* **The request**: Rewrite every one of the entries below, putting "one point per item" wherever "one dot per instance" stands and changing nothing else. Leave the pictures out.

* **Provided records**:
^^^^^^^^^^^^^^^^

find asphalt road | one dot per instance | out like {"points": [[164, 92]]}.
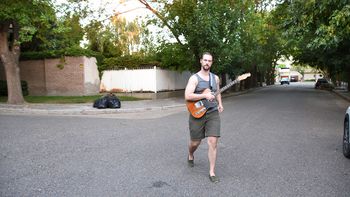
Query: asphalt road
{"points": [[276, 141]]}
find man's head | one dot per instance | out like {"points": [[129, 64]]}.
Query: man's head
{"points": [[206, 61]]}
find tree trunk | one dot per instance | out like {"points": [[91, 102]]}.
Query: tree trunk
{"points": [[9, 56]]}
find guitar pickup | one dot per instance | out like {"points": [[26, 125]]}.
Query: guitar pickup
{"points": [[198, 104]]}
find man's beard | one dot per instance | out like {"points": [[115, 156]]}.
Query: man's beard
{"points": [[206, 67]]}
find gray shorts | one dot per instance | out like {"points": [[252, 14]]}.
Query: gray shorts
{"points": [[208, 125]]}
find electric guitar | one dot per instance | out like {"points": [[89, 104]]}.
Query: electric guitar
{"points": [[200, 107]]}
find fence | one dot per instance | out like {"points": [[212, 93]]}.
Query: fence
{"points": [[143, 80]]}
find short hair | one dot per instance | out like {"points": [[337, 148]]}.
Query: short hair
{"points": [[207, 53]]}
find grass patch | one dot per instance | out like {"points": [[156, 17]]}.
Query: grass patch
{"points": [[67, 99]]}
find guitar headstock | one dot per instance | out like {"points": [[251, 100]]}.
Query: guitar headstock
{"points": [[244, 76]]}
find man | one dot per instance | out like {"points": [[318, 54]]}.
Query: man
{"points": [[209, 124]]}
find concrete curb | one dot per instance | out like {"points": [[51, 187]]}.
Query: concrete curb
{"points": [[345, 95], [87, 109]]}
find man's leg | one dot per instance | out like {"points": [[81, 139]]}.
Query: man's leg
{"points": [[193, 147], [212, 144]]}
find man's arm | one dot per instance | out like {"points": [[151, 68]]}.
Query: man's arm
{"points": [[218, 96], [190, 88]]}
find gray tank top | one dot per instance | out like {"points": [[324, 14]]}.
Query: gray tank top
{"points": [[202, 85]]}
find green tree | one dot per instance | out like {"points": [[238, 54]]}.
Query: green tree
{"points": [[17, 24], [318, 34]]}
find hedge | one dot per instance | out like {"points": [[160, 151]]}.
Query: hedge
{"points": [[3, 88]]}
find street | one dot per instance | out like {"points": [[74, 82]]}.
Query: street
{"points": [[276, 141]]}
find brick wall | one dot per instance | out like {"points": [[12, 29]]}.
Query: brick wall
{"points": [[66, 80], [34, 73], [60, 77]]}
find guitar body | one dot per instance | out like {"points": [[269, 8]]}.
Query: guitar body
{"points": [[198, 108]]}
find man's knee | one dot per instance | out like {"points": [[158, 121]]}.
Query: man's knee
{"points": [[195, 143], [212, 142]]}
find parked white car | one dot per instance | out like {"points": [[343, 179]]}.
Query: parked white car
{"points": [[346, 142]]}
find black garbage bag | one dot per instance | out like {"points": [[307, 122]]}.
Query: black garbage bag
{"points": [[101, 103], [113, 101]]}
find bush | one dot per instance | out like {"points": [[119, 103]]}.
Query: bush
{"points": [[72, 51], [3, 88], [326, 86]]}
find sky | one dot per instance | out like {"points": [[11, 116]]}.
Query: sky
{"points": [[130, 9]]}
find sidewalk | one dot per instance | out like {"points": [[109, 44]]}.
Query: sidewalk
{"points": [[126, 106], [87, 108]]}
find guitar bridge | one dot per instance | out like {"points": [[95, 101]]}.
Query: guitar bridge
{"points": [[198, 104]]}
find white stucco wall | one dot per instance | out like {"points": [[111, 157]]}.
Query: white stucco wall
{"points": [[144, 80]]}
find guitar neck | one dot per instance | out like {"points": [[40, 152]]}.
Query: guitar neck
{"points": [[226, 87]]}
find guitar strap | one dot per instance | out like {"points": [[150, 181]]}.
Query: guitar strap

^^^^^^^^^^^^^^^^

* **Right answer**:
find asphalt road | one point per item | out like {"points": [[164, 92]]}.
Query: asphalt road
{"points": [[276, 141]]}
find man's head | one point per item | out like {"points": [[129, 64]]}.
Query: man's head
{"points": [[206, 61]]}
find tree trunk | one point per item | out like {"points": [[91, 102]]}.
Query: tree trunk
{"points": [[9, 56]]}
find guitar pickup | one point per item | out like {"points": [[26, 125]]}.
Query: guitar pickup
{"points": [[198, 104]]}
find man's beard | one point per item | out like {"points": [[115, 156]]}.
Query: man's beard
{"points": [[206, 67]]}
find gray shorts | one point per item | out like {"points": [[252, 14]]}.
Query: gray shorts
{"points": [[208, 125]]}
find electric guitar | one point per item | out like {"points": [[89, 104]]}.
Query: electric guitar
{"points": [[200, 107]]}
find fence | one point per item | out like {"points": [[212, 93]]}.
Query: fence
{"points": [[143, 80]]}
find short hair | one point per item | out like {"points": [[337, 148]]}.
Query: short hair
{"points": [[207, 53]]}
find grass patch | one point per item | out like {"points": [[156, 17]]}.
Query: grass patch
{"points": [[67, 99]]}
find guitar headstock | one point per item | out like {"points": [[251, 100]]}.
Query: guitar headstock
{"points": [[244, 76]]}
find man | one point per item | out like {"points": [[318, 54]]}.
Query: man
{"points": [[209, 124]]}
find concrete curb | one point per item | out like {"points": [[51, 187]]}.
Query: concrete curb
{"points": [[345, 95], [87, 109]]}
find man's leg | one point per item | out like {"points": [[81, 139]]}.
Query: man's leg
{"points": [[193, 147], [212, 144]]}
find man's arm | one point per item | out like {"points": [[151, 68]]}.
Query: man's arm
{"points": [[218, 96], [190, 88]]}
find gray tank top | one point per item | out like {"points": [[324, 14]]}.
Query: gray tank top
{"points": [[202, 85]]}
find green tree | one point per item | out like {"points": [[238, 54]]}.
Query: green tree
{"points": [[17, 24], [318, 34]]}
find hedge | one point per item | out like {"points": [[160, 151]]}.
Query: hedge
{"points": [[3, 88]]}
find street | one point per item | out like {"points": [[74, 82]]}.
Query: street
{"points": [[276, 141]]}
find brick wall | one point per item | out like {"points": [[12, 29]]}.
Query: brick wall
{"points": [[66, 80], [34, 73], [60, 77]]}
find guitar body | one point per item | out like {"points": [[269, 8]]}.
Query: guitar body
{"points": [[198, 108]]}
find man's knee | one point per item | out like {"points": [[158, 121]]}.
Query: man's knee
{"points": [[195, 143], [212, 142]]}
find parked white car | one point per item | out like {"points": [[343, 179]]}.
Query: parked white car
{"points": [[346, 142]]}
find black garbage bag | one point per item | out like {"points": [[307, 122]]}.
Query: black garbage bag
{"points": [[101, 103], [113, 101]]}
find bush | one point per item | out like {"points": [[119, 103]]}.
Query: bush
{"points": [[72, 51], [3, 88], [326, 86]]}
find sky | one point per item | out like {"points": [[11, 116]]}.
Query: sky
{"points": [[130, 9]]}
find sidewalk | one point per item | out like {"points": [[109, 44]]}.
Query: sidewalk
{"points": [[126, 106], [87, 108]]}
find guitar bridge | one point per item | out like {"points": [[95, 101]]}.
Query: guitar bridge
{"points": [[198, 104]]}
find white stucco wall | one point per item | out like {"points": [[111, 157]]}.
Query: white stucco wall
{"points": [[144, 80]]}
find guitar neck | one point per item | out like {"points": [[40, 152]]}.
Query: guitar neck
{"points": [[226, 87]]}
find guitar strap | one point per item | out like {"points": [[150, 181]]}.
Query: guitar strap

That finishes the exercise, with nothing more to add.